#### Source excerpt
_ _ _ _

Hold That Co-ed is a 1938 comedy film directed by George Marshall, starring John Barrymore, George Murphy and Marjorie Weaver.

Plot summary

Former star quarterback Rusty Stevens believes he is being hired to be prosperous Clayton University's new football coach, but finds it is actually rundown State College in the same town that is giving him that job.

Gov. Gabby Harrigan, who is running for the U.S. Senate, has slashed State's budget so much that the school only owns one football. Rusty leads a student protest at the state capitol that ends up in a brawl. The governor's opponent in the Senate campaign, Major Breckenridge, capitalizes politically on Harrigan's unpopularity at the college.

Harrigan's bright secretary Marjorie Blake persuades the governor to retaliate by raising funds for State and proposing to build it a 100,000-seat stadium (to be named after him). She also recruits new players for State including a couple of tough wrestlers, promising them government jobs and $500 a game. State begins winning game after game.

As a publicity stunt, State even ends up with college football's first woman, co-ed Lizzie Olsen becoming the team's kicker. Harrigan publicly dares mighty Clayton to a game, challenging his adversary by vowing to quit the Senate race if State loses the game. Breckenridge has no choice but to accept.

All is well until Rusty reveals the unethical payment to players. A depleted State squad is overmatched during the game, but with the score 7-6 in Clayton's favor, on the last play of the game Lizzie snatches a batted-down pass in mid-air and crosses the goal line for a game-winning touchdown for State.

_ _ _ _

Entries drawn from a collection:
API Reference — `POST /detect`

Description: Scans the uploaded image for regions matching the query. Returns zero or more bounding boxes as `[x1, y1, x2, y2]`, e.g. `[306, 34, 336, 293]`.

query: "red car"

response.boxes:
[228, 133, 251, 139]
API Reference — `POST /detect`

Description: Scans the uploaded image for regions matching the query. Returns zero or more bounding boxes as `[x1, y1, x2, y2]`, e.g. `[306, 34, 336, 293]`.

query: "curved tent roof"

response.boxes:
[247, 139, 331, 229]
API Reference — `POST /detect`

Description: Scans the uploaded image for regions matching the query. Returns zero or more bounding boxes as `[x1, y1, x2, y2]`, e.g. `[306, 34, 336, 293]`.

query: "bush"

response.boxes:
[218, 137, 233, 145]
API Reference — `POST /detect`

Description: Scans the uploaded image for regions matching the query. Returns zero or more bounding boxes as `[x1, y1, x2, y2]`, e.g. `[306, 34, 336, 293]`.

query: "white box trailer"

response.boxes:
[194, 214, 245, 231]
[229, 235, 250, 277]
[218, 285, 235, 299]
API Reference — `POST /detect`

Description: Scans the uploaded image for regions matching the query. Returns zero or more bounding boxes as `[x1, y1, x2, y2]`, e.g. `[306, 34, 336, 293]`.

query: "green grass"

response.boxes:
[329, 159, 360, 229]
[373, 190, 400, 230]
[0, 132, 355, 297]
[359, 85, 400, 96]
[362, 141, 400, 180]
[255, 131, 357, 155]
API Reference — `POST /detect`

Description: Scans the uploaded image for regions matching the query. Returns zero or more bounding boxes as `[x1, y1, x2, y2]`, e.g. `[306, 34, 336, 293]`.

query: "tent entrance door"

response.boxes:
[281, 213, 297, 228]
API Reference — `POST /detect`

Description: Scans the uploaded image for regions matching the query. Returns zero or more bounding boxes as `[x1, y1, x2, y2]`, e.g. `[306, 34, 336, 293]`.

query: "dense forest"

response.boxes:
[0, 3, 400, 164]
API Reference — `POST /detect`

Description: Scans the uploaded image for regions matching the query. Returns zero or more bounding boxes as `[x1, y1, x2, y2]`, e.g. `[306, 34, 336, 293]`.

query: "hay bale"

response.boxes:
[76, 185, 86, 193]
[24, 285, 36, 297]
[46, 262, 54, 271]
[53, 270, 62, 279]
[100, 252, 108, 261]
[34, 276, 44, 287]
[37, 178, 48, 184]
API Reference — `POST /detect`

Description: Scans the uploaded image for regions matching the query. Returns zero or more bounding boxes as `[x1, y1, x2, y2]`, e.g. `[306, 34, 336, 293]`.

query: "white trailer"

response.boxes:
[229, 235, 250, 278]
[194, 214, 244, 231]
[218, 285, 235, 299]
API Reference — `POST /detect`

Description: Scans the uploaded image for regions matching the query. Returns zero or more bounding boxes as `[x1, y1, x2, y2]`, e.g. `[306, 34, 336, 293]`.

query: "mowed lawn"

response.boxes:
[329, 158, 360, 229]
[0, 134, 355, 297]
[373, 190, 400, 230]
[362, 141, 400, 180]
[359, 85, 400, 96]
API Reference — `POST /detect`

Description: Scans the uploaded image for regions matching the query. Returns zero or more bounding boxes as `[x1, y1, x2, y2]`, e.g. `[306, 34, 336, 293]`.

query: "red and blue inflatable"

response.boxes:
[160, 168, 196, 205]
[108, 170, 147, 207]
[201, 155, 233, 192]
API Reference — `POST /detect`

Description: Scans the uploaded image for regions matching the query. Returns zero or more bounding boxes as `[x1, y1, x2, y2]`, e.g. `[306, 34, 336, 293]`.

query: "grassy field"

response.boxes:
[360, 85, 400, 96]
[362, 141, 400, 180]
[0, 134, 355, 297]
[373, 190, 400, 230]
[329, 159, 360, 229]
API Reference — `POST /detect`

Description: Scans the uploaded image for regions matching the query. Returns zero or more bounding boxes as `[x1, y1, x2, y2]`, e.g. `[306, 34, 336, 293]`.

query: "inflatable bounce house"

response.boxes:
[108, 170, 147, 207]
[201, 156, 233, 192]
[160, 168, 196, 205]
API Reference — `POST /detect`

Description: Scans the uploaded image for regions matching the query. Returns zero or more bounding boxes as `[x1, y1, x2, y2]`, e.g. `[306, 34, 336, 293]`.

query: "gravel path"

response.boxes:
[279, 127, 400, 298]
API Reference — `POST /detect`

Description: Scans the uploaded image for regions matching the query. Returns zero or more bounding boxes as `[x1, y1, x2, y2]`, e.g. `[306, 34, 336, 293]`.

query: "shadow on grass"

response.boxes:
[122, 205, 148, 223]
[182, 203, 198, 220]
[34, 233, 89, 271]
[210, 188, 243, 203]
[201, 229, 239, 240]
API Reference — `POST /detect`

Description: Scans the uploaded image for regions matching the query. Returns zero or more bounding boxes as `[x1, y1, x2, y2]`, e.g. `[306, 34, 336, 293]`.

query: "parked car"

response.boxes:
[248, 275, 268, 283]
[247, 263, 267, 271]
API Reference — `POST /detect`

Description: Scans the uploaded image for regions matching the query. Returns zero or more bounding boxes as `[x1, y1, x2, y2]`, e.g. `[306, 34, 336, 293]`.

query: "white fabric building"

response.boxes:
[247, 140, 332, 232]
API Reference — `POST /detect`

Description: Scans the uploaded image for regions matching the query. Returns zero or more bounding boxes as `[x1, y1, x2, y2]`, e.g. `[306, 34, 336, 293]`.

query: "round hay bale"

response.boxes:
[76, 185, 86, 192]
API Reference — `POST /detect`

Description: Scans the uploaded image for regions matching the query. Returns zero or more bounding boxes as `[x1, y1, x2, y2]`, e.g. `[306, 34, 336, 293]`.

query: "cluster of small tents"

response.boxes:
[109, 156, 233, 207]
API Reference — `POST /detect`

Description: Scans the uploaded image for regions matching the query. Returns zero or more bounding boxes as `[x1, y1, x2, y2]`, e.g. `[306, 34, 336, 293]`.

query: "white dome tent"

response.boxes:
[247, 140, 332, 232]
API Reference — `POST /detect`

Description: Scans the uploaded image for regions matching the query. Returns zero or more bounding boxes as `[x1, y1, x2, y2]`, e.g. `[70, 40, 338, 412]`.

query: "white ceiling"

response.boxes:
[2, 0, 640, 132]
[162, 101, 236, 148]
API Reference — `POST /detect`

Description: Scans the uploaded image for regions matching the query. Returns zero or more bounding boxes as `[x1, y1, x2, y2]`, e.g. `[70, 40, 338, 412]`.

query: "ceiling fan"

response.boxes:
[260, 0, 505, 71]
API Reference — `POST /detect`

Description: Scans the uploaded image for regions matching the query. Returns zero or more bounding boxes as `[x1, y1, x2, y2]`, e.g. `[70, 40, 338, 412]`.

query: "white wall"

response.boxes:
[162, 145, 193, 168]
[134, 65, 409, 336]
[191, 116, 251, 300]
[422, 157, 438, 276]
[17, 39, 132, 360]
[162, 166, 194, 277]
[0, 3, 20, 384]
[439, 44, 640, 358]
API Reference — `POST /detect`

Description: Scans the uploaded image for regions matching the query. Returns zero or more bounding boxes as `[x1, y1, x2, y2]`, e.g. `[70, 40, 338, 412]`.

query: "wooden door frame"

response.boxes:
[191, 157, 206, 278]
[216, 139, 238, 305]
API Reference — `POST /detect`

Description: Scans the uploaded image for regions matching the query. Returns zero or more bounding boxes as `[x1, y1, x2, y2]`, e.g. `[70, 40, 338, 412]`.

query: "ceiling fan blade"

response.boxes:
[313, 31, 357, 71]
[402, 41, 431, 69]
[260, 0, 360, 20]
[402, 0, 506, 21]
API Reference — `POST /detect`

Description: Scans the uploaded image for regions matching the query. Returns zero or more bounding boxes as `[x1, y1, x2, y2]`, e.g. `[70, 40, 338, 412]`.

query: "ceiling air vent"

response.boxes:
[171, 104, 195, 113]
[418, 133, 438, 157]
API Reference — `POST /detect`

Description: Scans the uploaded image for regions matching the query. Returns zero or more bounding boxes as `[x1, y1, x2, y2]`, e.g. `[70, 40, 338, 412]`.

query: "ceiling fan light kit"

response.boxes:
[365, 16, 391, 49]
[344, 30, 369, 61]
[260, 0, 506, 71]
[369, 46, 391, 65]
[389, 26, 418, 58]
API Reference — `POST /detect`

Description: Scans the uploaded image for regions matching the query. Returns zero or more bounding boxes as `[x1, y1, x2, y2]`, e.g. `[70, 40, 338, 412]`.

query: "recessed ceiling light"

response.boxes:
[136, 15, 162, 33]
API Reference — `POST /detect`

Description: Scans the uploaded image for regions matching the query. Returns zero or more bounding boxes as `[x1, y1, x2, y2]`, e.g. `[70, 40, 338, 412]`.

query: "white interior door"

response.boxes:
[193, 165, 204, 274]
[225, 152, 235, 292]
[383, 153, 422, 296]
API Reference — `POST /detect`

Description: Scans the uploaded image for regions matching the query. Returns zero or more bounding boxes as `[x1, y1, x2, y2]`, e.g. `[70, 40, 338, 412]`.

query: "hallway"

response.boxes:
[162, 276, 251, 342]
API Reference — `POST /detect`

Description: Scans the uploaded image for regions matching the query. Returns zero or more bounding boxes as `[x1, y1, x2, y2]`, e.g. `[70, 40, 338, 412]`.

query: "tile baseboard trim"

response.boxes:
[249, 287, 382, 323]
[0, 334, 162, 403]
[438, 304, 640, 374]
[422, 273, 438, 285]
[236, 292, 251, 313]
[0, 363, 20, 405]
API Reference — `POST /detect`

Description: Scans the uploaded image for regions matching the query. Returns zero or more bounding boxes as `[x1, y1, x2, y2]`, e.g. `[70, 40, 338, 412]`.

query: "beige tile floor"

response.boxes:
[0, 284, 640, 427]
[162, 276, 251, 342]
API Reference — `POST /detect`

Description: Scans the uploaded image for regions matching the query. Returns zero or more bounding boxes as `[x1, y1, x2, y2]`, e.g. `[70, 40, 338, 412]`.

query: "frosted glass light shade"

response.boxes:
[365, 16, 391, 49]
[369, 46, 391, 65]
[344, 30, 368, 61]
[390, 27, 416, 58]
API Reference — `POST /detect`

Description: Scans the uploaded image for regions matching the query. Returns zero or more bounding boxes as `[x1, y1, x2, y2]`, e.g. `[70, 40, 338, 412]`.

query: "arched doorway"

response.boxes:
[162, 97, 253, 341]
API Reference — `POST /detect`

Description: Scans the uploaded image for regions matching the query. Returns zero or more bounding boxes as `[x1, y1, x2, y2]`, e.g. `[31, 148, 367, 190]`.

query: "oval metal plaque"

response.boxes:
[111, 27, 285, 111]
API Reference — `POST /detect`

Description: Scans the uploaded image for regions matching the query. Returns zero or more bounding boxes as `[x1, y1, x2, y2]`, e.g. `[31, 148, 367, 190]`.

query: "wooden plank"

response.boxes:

_ _ _ _

#### Tasks and exercises
A. In the Hold That Co-ed summary, who is Gov. Gabby Harrigan's opponent in the Senate campaign?
B. Proceed with the Hold That Co-ed summary, picking up after its last sentence.
You will not need the listing.

#### Replies
A. Major Breckenridge.

B.
Cast

 John Barrymore as Governor Gabby Harrigan
 George Murphy as Rusty Stevens
 Marjorie Weaver as Marjorie Blake
 Joan Davis as Lizzie Olsen
 Jack Haley as Wilbur Peters
 George Barbier as Major Hubert Breckenridge
 Ruth Terry as Edie
 Donald Meek as Dean Fletcher
 Johnny Downs as Dink
 Paul Hurst as Slapsy
 Guinn 'Big Boy' Williams as Mike Wurgeski (as Guinn Williams)
 William 'Billy' Benedict as Sylvester (as Bill Benedict)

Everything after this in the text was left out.